>> START
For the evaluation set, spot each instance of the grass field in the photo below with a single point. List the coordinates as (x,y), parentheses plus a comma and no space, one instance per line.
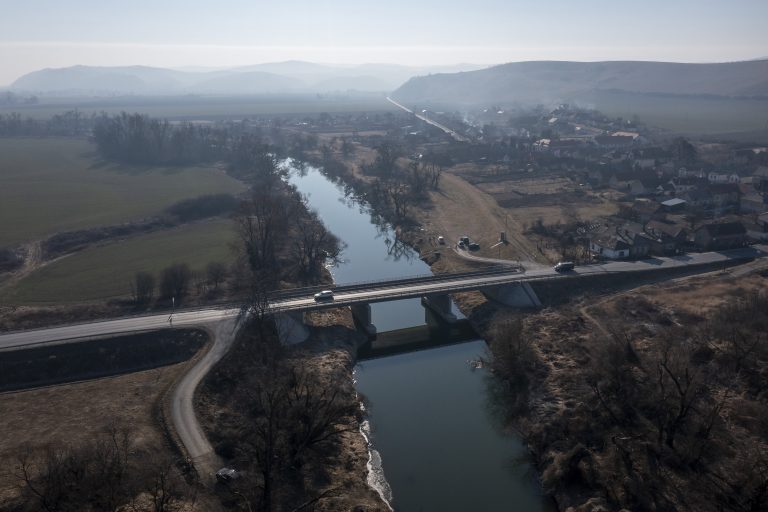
(205,108)
(49,185)
(104,272)
(691,115)
(76,413)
>> END
:: Set exercise ::
Reproduce the records with "grass field" replaced by "lawn" and everything else unchanged. Leave the pictures out.

:: Worked solution ::
For the evaluation set, spot each instance of the lawn in the photo below with a single point. List the coordinates as (x,y), parentheses plus a comma and no space, one instance per line.
(205,108)
(49,185)
(104,272)
(691,115)
(76,413)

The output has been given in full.